> **DOCUMENT TEXT**:

━━━━━━━━━━━━━━━━━━━━

- Portrait of Usgaonkar

Member of Vidhan sabha, Goa
- In office 1963–1977
- Preceded by: constituency established
- Succeeded by: Laxmikant Surlikar
- Constituency: Pale

Deputy Speaker of Vidhan Sabha, Goa
- In office 15 January 1964 – 28 March 1966
- Preceded by: established
- Succeeded by: Mamdali Jiwani

Personal details
- Born: Achyut Kashinath Sinai Usgaonkar 15 September 1928 Khanapur, Kingdom of Mysore
- Died: 16 June 2020 (aged 91) Goa Medical College, Bambolim, Goa, India
- Party: Maharashtrawadi Gomantak Party
- Spouse: Manikabai
- Children: Varsha Usgaonkar (daughter)
- Alma mater: Peoples High School, Panaji

= A. K. S. Usgaonkar =

Indian politician (1928–2020)

━━━━━━━━━━━━━━━━━━━━

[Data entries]
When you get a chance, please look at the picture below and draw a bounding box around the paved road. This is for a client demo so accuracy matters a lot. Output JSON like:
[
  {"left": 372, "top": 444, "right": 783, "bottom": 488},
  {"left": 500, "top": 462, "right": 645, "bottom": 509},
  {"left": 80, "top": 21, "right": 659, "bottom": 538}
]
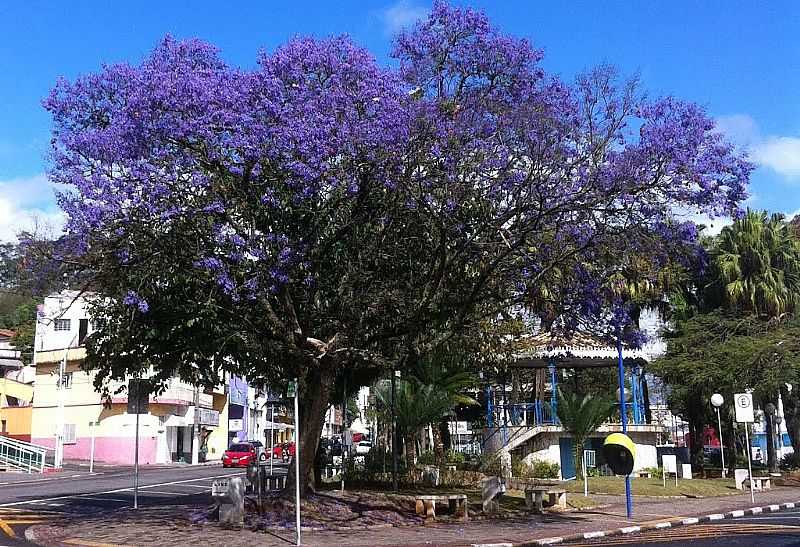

━━━━━━━━━━━━━━━━━━━━

> **EXERCISE SET**:
- 1) In the profile of A. K. S. Usgaonkar, who succeeded him as Deputy Speaker of the Goa Vidhan Sabha?
- 2) Reproduce the part of the Usgaonkar profile starting at "Personal details" and ending at "Indian politician (1928–2020)".
- 3) Resume the profile of A. K. S. Usgaonkar after its last line.

> **ANSWERS GIVEN**:
- 1) Mamdali Jiwani

- 2)
Personal details
- Born: Achyut Kashinath Sinai Usgaonkar 15 September 1928 Khanapur, Kingdom of Mysore
- Died: 16 June 2020 (aged 91) Goa Medical College, Bambolim, Goa, India
- Party: Maharashtrawadi Gomantak Party
- Spouse: Manikabai
- Children: Varsha Usgaonkar (daughter)
- Alma mater: Peoples High School, Panaji

= A. K. S. Usgaonkar =

Indian politician (1928–2020)

- 3)
Achyut Kashinath Sinai Usgaonkar (15 September 1928 – 16 June 2020) was an Indian politician who served as the leader of the Maharashtrawadi Gomantak Party. He served as cabinet rank minister in the Shashikala Kakodkar ministry of Goa, Daman and Diu from 13 August 1977 to 27 April 1979. Prior to that, Usgaonkar was deputy minister in the Dayanand Bandodkar ministry and was also deputy speaker of the Goa, Daman and Diu Legislative Assembly.

Usgaonkar secured victory in the Pale Assembly Election of 1967, garnering a total of 5671 votes.

==Personal life==
He lived in the Miramar beach area in Panaji.

Usgaonkar's daughter Varsha Usgaonkar is a noted film actress.

==Death==
Usgaonkar died after a long illness at the Goa Medical College in Bambolim on 16 June 2020.